-- Your tasks --
• 1. From the agreement excerpt, retype the passage between "4. Registration Expenses." and "5. Indemnification.", inclusive.
• 2. Condense the paragraph of the agreement excerpt that begins "In connection with any registration of Registrable Securities pursuant to Section 2" into a shorter version that keeps its main facts.
• 3. According to the agreement excerpt, who selects the one counsel whose reasonable fees and expenses the Company pays?

*** Text extract ***

3.2 In connection with the registration of the
Registrable Securities, each participating Stockholder shall
furnish to the Company in writing such information and
documents regarding it and the distribution of its
securities as may reasonably be required to be disclosed
in the Registration Statement in question by the rules and
regulations under the Securities Act or under any other
applicable securities or blue sky laws of the jurisdictions
referred to in Section 3.1.4 above, or as may otherwise be
reasonably requested.
4. Registration Expenses.
In connection with any registration of Registrable
Securities pursuant to Section 2, the Company shall, whether
or not any such registration shall become effective, from
time to time promptly pay all Company Registration Expenses.
Such expenses shall not include any Selling Expenses other
than reasonable fees and expenses of one counsel selected by
holders of a majority of the Eligible Securities included in
the Registration Statement.
5. Indemnification.
5.1 The Company shall, and hereby does, indemnify,
to the extent permitted by law, each Stockholder from and
against all losses, claims, damages, liabilities and expenses,
joint or several, to which any such Indemnified Party may
become subject under the Securities Act, the Exchange Act and
all rules and regulations under each such Act, at common law
or otherwise, insofar as such losses, claims, damages,
liabilities or expenses (or actions or proceedings, whether
commenced or threatened, in respect thereof) arise out of or
are based upon (i) any untrue statement or alleged untrue
statement of a material fact contained in any Registration
Statement as contemplated hereby or any omission or alleged
omission to state therein a material fact required to be
stated therein or necessary to make the statements therein
not misleading, (ii) any untrue statement or alleged untrue
statement of a material fact contained in any preliminary,
final or summary prospectus, together with the documents
incorporated by reference therein (as amended or supplemented
if the Company shall have filed with the SEC, any amendment
thereof or supplement thereto), or any omission or alleged
omission to state therein a material fact required to be
stated therein or necessary in order to make the statements
therein, in the light of the circumstances under which they
were made, not misleading, or (iii) any violation by the
Company of any federal, state or common law rule or regulation
applicable to the Company and relating to action of or
inaction by the Company in connection with any such registration
including the failure to deliver any document required herein
to be delivered, to a Stockholder; and in each such case,
the Company shall reimburse each such Indemnified Party for any
reasonable legal or other expenses incurred by any of them in
connection with investigating or defending any such loss,
claim, damage, liability, expense, action or proceeding;
provided, however, that the Company shall not be liable to
any such Indemnified Party insofar as such losses, claims,
damages, liabilities, expenses, actions or proceedings are
caused by any untrue statement or alleged untrue statement
or material omission made in reliance on or in conformity
with any information furnished under Section 5.2 to the
Company by or on behalf of any Indemnified Party or as a
result of the failure of the Indemnified Party to furnish a
prospectus to a purchaser.

*** Information provided ***

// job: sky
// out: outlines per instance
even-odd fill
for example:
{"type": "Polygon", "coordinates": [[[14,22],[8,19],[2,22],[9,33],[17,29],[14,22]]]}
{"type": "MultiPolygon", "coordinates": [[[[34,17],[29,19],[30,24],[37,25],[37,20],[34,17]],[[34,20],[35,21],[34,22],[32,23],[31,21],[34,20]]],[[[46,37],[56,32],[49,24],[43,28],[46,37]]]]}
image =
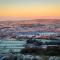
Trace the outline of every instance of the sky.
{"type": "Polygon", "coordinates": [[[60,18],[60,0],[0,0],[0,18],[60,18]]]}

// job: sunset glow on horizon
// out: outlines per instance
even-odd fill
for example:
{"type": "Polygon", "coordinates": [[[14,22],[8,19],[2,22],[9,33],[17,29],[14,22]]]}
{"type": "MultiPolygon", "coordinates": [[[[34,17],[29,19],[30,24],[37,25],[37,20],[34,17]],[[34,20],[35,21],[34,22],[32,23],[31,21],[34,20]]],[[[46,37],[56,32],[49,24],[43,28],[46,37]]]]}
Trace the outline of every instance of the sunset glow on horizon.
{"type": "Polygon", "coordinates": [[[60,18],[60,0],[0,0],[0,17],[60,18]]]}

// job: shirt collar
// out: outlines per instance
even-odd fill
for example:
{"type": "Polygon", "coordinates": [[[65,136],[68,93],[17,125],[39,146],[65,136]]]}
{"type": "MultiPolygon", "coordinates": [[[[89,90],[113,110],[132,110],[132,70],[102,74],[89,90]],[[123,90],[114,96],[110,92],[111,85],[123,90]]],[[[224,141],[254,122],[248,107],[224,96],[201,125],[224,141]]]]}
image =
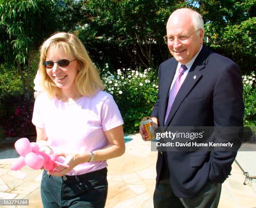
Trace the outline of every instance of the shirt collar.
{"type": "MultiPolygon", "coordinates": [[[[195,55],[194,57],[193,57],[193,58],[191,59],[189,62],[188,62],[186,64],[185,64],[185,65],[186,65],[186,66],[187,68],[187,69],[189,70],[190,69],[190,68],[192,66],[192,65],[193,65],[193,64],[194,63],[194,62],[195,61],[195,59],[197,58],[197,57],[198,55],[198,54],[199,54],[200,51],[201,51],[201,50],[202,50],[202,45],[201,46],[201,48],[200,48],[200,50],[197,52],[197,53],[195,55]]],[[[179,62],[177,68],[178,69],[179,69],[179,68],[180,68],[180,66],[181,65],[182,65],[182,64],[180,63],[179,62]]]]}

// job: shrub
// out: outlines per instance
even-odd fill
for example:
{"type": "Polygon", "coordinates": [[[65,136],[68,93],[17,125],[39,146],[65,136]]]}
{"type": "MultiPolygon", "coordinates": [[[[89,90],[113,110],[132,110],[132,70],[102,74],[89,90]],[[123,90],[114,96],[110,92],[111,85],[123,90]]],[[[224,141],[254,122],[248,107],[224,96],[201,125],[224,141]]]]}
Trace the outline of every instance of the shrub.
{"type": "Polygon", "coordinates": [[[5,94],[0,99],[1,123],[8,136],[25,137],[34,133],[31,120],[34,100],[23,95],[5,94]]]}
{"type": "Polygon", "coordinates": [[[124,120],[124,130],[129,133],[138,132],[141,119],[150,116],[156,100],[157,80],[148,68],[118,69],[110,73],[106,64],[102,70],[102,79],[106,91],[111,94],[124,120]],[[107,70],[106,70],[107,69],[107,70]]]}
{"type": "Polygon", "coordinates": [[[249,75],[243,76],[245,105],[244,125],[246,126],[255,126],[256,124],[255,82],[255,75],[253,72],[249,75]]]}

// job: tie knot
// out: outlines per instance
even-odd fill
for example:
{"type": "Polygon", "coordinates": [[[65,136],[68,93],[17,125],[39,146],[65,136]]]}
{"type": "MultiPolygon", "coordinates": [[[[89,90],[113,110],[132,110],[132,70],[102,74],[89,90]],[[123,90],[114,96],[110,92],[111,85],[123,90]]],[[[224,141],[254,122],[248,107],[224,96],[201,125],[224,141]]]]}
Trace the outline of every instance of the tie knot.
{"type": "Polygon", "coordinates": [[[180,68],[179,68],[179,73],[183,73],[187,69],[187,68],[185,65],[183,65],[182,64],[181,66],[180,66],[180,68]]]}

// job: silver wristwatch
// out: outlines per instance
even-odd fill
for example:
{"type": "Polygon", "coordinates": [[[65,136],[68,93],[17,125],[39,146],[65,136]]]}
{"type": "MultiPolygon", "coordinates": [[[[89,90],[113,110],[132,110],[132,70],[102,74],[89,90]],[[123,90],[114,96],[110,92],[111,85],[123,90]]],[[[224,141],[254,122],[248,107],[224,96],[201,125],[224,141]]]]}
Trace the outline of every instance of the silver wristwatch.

***

-- Responses --
• 1.
4. Registration Expenses.
In connection with any registration of Registrable
Securities pursuant to Section 2, the Company shall, whether
or not any such registration shall become effective, from
time to time promptly pay all Company Registration Expenses.
Such expenses shall not include any Selling Expenses other
than reasonable fees and expenses of one counsel selected by
holders of a majority of the Eligible Securities included in
the Registration Statement.
5. Indemnification.

• 2. For any registration of Registrable Securities under Section 2, the Company must promptly pay all Company Registration Expenses, whether or not the registration becomes effective. These expenses exclude Selling Expenses, except for reasonable fees and expenses of one counsel chosen by holders of a majority of the Eligible Securities included in the Registration Statement.

• 3. Holders of a majority of the Eligible Securities included in the Registration Statement.